> _Given instruction_: Edit the data from the line that has "out the eroded" through the end of the data, replacing "eroded rock face" with "worn cliff face" and leaving everything else unchanged. Give only those lines.
##############################
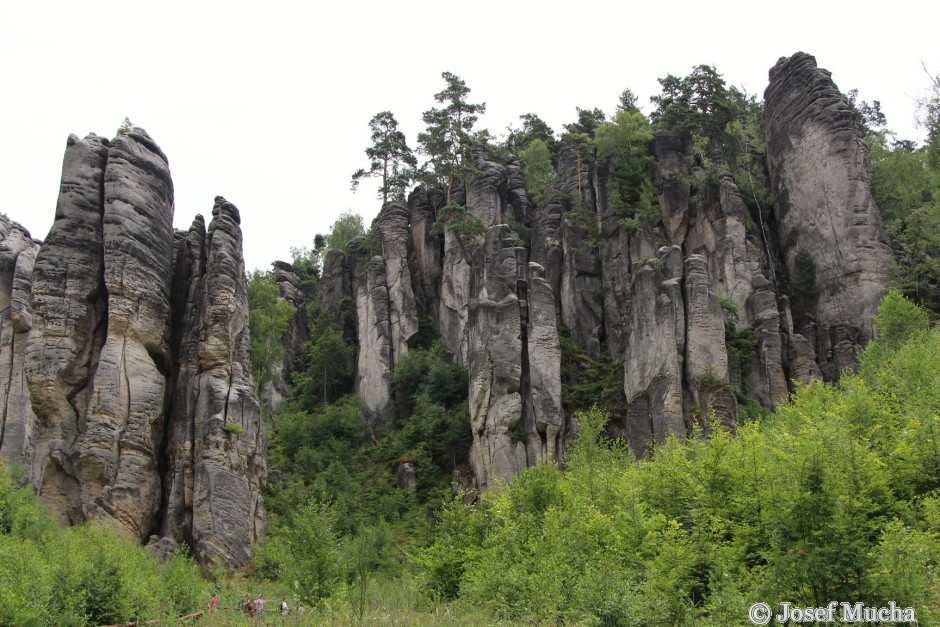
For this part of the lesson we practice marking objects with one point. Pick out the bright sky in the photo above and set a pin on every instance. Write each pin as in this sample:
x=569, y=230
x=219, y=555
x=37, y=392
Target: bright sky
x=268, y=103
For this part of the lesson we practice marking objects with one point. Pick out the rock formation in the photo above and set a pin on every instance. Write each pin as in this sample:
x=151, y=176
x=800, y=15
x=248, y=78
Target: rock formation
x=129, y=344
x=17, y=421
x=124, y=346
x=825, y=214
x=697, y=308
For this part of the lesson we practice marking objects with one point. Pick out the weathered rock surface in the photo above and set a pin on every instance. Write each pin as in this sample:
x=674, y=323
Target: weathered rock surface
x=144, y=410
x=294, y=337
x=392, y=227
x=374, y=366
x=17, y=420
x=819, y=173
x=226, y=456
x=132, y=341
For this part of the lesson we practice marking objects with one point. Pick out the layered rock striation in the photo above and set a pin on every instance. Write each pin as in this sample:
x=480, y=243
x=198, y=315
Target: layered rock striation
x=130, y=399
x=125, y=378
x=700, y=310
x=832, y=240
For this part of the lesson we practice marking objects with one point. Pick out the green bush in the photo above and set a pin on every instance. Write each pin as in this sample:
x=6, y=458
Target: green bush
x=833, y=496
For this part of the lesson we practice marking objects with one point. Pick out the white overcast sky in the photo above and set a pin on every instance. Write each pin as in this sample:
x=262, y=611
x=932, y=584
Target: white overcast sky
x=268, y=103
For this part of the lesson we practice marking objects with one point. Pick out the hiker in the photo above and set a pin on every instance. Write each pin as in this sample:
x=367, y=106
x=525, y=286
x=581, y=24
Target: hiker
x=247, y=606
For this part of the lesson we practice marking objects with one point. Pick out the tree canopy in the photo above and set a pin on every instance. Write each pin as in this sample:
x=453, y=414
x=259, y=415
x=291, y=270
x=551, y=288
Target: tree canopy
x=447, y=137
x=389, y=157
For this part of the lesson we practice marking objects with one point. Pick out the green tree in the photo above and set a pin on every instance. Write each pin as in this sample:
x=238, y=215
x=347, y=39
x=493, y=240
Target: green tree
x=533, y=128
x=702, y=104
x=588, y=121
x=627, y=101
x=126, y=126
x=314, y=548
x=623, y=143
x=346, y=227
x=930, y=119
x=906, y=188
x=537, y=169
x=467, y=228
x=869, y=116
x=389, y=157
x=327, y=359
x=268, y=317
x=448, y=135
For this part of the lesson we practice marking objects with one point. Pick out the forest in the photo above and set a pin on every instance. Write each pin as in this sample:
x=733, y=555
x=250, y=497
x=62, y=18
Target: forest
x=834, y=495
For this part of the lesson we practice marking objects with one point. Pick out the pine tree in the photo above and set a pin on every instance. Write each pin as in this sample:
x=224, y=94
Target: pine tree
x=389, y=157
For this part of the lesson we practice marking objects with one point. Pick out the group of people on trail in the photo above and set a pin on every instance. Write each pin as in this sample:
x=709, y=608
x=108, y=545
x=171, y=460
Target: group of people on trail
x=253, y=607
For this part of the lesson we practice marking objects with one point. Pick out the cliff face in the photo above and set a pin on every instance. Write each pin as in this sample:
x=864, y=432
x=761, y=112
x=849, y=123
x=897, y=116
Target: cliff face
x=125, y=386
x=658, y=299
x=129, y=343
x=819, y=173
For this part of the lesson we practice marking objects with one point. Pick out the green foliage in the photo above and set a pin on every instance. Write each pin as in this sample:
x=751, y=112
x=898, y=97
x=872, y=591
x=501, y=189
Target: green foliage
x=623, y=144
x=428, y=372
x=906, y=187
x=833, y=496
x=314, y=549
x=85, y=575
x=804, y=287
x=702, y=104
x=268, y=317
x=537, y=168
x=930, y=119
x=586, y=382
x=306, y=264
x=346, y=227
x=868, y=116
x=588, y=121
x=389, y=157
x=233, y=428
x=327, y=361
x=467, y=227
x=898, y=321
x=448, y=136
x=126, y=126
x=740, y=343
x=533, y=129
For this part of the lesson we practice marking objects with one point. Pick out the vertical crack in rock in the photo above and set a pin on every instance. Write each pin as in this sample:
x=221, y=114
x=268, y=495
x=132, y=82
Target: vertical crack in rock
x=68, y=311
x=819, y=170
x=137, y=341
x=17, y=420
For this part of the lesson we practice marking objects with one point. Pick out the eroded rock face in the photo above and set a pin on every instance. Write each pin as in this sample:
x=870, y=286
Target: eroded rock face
##############################
> _Answer to this exercise_:
For this part of the lesson we practice marking objects with one point. Pick out the worn cliff face in the photo above and set a pin on every instance. Write each pin as in this sample:
x=870, y=286
Target: worn cliff face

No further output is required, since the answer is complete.